■ **REQUIRED WORK**:
Please change "condoms" to "protection" in the HIV discussion between "I'm sure you'll" and "with cancer patients.", inclusive, and give that part in full.
SOURCE PASSAGE START
My undergraduate degree is in virology and I've just finished a PhD looking at how viruses interact with cancer and parts of the immune system. I've done plenty of thinking, and a hell of a lot o research. Now it's time for *you* to think, and for *you* to do some fucking research.
You're no better than the creatioists who say that evolution's impossible but have never botheres to get a fcuking clue how it actually works.
Unless, by curing HIV, we're putting a halt to the next stage in human evolution. It could be that HIV was intended to trigger a dormant subsection of our genome.
HIV doesn't have intentions. It's a virus, not a God.
I'm sure you'll find other incurable sexually transmitted diseases. For example: Hepatitis B and C.
:).
So I recommend you:
a) use condoms
b) don't be promiscuous and pick a partner who isn't promiscuous
c) be abstinent
c) should be easy for most slashdotters
I have had a bone marrow transplant. No radiation, minimal chemo-like drugs. In the hospital a week or a week and a half, 6 months of outpatient monitoring and I was cured.
For the AIDS treatment to work, they would most likely use something closer to my transplant protocol than the full oblation that they use with cancer patients.
Note to those interested: They dont have to go in with needles or drills to "dig out" the bone marrow from the donor. They give you a drug call the "G" that causes your bone marrow to percolate into your bloodstream. Then they filter it out with a dialysis-type procedure. Its fairly painless. I had it done to save my own marrow in case something went wrong with the transplant.
STD cases are rising every year (NON-CUMULATIVE figures, of course), yet where are all the teenagers dying from 'AIDS'?
The fast answer is that HIV is not a highly contagious disease. In fact, compared to something like measles -- or HPV or active herpes -- it is actually quite difficult to catch HIV. The reason we focus so much attention on it, however, is because unlike herpes or genital warts, you die from it.
SOURCE PASSAGE END
DATA BELOW START
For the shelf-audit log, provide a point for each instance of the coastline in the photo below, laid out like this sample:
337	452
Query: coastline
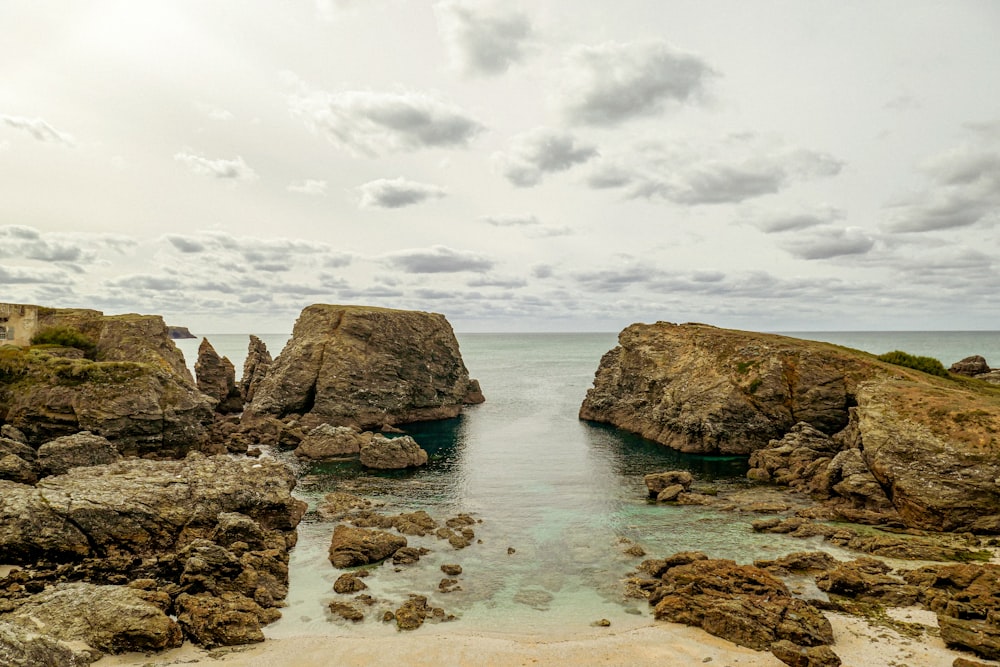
857	643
DATA BELOW END
■ **RESULT BELOW**:
I'm sure you'll find other incurable sexually transmitted diseases. For example: Hepatitis B and C.
:).
So I recommend you:
a) use protection
b) don't be promiscuous and pick a partner who isn't promiscuous
c) be abstinent
c) should be easy for most slashdotters
I have had a bone marrow transplant. No radiation, minimal chemo-like drugs. In the hospital a week or a week and a half, 6 months of outpatient monitoring and I was cured.
For the AIDS treatment to work, they would most likely use something closer to my transplant protocol than the full oblation that they use with cancer patients.